[Study questions]
1/ In the BioCypher text, what does the UniProt adapter use to give an overview of the available property fields?
2/ Print the BioCypher text from "In the following" up to and including "and Open Targets.".

[Selected extract]

In the following sections, we illustrate the usefulness of various design aspects of BioCypher in practical examples. For most of these case studies, an actual implementation already exists, while some are still drafts or work in progress in early stages. Practical implementations including public code can be accessed for Modularity, Tumour board, Network expansion, Subgraph extraction, Embedding, and Open Targets.
There are several resources used by the biomedical community that can be considered essential to a majority of bioinformatics tasks. A good example is the curation effort on proteins done by the members of the Universal Protein Resource (UniProt) consortium [17]; many secondary resources and tools depend on consistent and comprehensive annotations of the major actors in molecular biology. As such, there are an enormous number of individual tools and resources that make requests to the public interface of the UniProt service, all of which need to be individually maintained. We and several of our close collaborators make use of this resource, for instance in OmniPath [9], CKG [11], Bioteque [2], and the CROssBAR drug discovery and repurposing database [10]. We have created an example on how to share a UniProt adapter between resources and how to use BioCypher to combine pre-existing databases based on ontology.
We have written such an adapter for UniProt data, using software infrastructure provided by the OmniPath backend PyPath (for downloading and locally caching the data). The adapter provides the data as well as convenient access points and an overview of the available property fields using Python Enum classes, offering automatic suggestion and autocomplete functionality. Using these methods, selecting specific content from the entirety of UniProt data and integrating this content with other resources is greatly facilitated (Figure 2), since the alternative would be, in many cases, to use a manual script to access the UniProt API and rely on manual harmonisation with other datasets.

[Provided information]

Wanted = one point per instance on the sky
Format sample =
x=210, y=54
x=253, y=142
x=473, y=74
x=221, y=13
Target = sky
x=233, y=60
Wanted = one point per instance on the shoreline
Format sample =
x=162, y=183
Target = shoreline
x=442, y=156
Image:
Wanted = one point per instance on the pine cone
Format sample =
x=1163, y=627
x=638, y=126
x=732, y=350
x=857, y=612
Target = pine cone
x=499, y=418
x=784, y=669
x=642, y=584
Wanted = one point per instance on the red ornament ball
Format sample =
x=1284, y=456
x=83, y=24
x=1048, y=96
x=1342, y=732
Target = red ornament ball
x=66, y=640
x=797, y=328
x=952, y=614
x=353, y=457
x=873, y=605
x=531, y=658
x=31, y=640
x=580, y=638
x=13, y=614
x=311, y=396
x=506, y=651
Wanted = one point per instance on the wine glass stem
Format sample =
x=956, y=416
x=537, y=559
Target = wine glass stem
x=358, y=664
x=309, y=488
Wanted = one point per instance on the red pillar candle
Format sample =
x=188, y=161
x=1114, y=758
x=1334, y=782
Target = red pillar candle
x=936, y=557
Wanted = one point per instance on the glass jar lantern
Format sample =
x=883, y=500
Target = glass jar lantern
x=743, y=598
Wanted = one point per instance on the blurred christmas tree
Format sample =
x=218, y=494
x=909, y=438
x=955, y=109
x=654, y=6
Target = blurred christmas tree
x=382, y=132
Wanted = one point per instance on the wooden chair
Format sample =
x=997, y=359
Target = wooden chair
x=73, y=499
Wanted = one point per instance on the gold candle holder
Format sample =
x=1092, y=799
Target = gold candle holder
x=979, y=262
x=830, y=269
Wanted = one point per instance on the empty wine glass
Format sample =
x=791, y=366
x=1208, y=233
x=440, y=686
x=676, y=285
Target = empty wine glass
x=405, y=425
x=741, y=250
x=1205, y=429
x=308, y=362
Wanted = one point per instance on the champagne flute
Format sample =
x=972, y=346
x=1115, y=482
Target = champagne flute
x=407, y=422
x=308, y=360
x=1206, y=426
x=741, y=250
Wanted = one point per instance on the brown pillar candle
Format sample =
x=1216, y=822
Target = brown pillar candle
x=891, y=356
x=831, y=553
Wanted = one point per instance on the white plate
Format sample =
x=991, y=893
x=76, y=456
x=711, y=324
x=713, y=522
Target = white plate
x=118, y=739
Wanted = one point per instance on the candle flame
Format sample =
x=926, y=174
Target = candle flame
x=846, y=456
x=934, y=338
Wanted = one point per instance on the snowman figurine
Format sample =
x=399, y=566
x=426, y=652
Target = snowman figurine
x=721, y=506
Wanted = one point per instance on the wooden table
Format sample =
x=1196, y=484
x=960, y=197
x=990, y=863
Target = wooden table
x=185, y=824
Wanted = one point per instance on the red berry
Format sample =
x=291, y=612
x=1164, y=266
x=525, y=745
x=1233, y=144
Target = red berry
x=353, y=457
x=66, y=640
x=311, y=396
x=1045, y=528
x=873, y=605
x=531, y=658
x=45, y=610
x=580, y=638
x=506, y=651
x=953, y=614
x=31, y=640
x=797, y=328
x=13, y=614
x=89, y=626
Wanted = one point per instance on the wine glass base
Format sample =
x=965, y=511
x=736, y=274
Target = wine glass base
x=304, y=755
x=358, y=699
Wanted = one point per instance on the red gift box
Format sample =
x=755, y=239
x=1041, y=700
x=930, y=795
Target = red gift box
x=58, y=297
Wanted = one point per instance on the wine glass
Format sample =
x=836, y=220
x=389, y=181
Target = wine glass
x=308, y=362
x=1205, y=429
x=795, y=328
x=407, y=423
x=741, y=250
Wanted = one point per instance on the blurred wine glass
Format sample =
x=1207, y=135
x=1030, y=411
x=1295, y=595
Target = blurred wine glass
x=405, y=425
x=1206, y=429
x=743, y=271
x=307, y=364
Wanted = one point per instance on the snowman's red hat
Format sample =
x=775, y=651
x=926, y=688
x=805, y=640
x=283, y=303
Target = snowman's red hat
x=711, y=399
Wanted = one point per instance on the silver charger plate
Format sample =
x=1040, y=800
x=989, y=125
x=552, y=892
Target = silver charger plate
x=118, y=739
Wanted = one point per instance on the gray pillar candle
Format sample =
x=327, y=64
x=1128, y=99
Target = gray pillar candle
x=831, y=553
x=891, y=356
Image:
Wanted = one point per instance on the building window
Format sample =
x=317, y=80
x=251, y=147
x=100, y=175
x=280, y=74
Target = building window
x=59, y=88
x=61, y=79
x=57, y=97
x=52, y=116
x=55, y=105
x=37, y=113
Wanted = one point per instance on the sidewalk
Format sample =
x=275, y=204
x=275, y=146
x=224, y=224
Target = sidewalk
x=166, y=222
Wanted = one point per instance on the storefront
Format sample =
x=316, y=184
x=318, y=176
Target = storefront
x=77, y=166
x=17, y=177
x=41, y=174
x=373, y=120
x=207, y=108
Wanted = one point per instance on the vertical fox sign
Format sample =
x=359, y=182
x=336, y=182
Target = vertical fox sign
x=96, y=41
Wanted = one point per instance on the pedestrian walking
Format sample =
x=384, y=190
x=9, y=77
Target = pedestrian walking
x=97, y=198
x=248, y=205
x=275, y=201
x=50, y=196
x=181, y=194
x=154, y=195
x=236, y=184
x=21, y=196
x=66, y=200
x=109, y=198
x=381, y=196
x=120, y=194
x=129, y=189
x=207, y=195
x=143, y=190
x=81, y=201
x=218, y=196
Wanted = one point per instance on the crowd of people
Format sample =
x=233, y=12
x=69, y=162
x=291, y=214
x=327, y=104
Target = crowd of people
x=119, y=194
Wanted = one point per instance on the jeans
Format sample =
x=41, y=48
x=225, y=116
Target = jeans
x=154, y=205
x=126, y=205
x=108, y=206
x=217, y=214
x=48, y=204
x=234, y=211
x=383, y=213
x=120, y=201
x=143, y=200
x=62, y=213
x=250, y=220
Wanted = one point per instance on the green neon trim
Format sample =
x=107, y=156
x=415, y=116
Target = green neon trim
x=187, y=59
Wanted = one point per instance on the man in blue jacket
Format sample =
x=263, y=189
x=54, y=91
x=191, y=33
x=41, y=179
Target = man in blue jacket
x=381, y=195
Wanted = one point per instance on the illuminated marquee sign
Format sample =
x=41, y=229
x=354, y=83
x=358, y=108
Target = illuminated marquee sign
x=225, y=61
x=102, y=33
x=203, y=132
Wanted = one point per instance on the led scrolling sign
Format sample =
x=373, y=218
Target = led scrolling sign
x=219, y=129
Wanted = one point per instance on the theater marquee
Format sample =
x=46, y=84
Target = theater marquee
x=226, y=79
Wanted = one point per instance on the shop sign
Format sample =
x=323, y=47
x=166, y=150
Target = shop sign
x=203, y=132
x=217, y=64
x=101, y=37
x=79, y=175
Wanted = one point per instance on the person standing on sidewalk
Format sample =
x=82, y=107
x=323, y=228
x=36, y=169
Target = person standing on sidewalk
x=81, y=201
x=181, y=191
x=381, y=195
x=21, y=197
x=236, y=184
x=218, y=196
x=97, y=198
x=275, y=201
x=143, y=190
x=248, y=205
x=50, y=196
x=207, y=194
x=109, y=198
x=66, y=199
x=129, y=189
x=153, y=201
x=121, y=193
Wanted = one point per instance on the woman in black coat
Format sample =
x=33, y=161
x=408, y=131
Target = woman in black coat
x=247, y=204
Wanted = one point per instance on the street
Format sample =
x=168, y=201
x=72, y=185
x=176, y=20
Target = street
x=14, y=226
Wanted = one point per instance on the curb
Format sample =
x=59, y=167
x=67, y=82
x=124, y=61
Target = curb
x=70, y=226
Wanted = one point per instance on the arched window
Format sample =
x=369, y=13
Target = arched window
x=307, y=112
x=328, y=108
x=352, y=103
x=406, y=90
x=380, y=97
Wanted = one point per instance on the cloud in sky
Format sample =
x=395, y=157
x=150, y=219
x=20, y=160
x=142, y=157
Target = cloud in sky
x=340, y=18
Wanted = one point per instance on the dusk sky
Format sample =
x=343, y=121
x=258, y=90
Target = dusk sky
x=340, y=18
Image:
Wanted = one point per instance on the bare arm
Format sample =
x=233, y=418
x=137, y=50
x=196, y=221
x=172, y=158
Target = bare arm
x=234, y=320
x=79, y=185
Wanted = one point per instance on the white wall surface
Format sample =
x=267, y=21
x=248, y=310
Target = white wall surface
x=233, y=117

[Task-by-task answers]
1/ Python Enum classes

2/
In the following sections, we illustrate the usefulness of various design aspects of BioCypher in practical examples. For most of these case studies, an actual implementation already exists, while some are still drafts or work in progress in early stages. Practical implementations including public code can be accessed for Modularity, Tumour board, Network expansion, Subgraph extraction, Embedding, and Open Targets.